- [TASKS TO CARRY OUT]
a) According to the Dan Skirka profile, which high school did he attend?
b) Extend the Dan Skirka biography, picking up after its last sentence.

Dan Skirka

Current position
- Title: Head coach
- Team: Murray State
- Conference: Missouri Valley
- Record: 206–151

Biographical details
- Born: May 20, 1985 (age 40) Coldwater, Michigan, U.S.

Playing career
- 2004–2005: Kellogg Community College
- 2006–2007: Grand Valley State
- Position: Shortstop

Coaching career (HC unless noted)
- 2008: Grand Rapids Community College (asst.)
- 2009: Ouachita Baptist (asst.)
- 2010–2014: Murray State (asst.)
- 2015–2018: Walters State Community College (asst.)
- 2019–present: Murray State

Head coaching record
- Overall: 206–151
- Tournaments: MVC: 6–4 OVC: 4–4 NCAA: 5–4

Accomplishments and honors

Championships
- MVC (2025); MVC tournament (2025);

Awards
- Missouri Valley Coach of the Year (2025); First Team All-GLIAC (2007);

= Dan Skirka =

American baseball coach (born 1985)

Daniel Skirka is an American college baseball coach and former shortstop. Skirka is the head coach of the Murray State Racers baseball team.

==Playing career==
Skirka attended Union City High School in Union City, Michigan. Skirka played for the school's varsity baseball team three years, while also playing basketball for four years. Skirka then enrolled at the Kellogg Community College, to play college baseball for the Kellogg Bruins baseball team.

As a freshman at Kellogg Community College in 2004, Skirka had a .273 batting average with 8 RBIs.

As a sophomore in 2005, Skirka batted .358 with 2 home runs, and 35 RBIs.

- [SUPPLIED DATA]
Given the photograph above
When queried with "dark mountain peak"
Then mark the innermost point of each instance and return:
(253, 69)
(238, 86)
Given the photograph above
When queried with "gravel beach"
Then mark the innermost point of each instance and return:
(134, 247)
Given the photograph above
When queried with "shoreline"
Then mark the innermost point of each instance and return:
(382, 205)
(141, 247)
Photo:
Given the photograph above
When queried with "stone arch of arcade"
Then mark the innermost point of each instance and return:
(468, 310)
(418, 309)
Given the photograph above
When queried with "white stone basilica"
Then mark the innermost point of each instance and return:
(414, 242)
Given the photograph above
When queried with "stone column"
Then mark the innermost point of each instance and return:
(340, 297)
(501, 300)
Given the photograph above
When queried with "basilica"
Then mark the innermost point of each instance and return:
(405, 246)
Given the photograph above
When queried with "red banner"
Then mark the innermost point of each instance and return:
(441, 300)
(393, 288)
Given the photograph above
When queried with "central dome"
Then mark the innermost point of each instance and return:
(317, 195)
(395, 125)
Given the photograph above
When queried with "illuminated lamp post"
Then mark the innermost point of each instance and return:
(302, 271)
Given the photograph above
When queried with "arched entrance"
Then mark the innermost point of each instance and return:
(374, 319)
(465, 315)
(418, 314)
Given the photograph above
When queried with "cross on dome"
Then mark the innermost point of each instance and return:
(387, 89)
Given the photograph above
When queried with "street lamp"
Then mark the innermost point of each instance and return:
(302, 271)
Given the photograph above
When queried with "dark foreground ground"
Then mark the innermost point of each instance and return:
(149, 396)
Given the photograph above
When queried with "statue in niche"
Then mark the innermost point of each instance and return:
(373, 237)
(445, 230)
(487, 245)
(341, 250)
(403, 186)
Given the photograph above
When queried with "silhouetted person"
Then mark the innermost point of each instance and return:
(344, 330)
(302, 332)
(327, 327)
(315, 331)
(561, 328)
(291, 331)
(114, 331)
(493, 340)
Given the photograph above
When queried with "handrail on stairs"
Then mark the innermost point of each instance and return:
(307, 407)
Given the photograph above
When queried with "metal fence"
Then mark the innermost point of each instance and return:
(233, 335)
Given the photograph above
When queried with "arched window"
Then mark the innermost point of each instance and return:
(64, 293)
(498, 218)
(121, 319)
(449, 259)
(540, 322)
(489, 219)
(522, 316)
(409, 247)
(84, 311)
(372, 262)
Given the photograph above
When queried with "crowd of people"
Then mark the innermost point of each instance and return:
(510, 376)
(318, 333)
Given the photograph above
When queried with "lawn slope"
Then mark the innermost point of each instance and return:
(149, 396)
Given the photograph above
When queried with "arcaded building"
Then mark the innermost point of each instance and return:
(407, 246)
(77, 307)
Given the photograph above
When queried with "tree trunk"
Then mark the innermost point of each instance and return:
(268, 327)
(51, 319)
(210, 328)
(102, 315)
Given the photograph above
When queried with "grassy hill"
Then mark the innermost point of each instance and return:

- [ANSWERS TO THE TASKS]
a) Union City High School in Union City, Michigan.

b)
In the 2006 season as a junior, Skirka accepted a scholarship offer to Grand Valley State University. Skirka won the starting shortstop job for the Lakers. He hit scored 56 runs, while hitting .322 with a .432 on-base percentage (OBP) and 28 RBIs.

Skirka had his best season as a senior in 2007, hitting a career high in doubles (14), triples (5), home runs (7), RBIs (43), batting average (.400) and slugging (.631). He was named First Team All-Great Lakes Intercollegiate Athletic Conference, Rawlings/American Baseball Coaches Association (ABCA) All-Region honors and a CoSIDA Academica All-Region selection.

==Coaching career==
In 2008, Skirka began his coaching career as an assistant at Grand Rapids Community College. In 2009, Skirka was named an assistant for the Ouachita Baptist University. In 2010, Skirka moved on to Murray State University as an assistant coach. Skirka spent two seasons as the first base coach, before moving to third base coach and working with outfielders and hitters. In 2015, Skirka became the recruiting coordinator for the Walters State Community College baseball team.

On July 2, 2018, Skirka returned to Murray State as the head coach of the baseball program.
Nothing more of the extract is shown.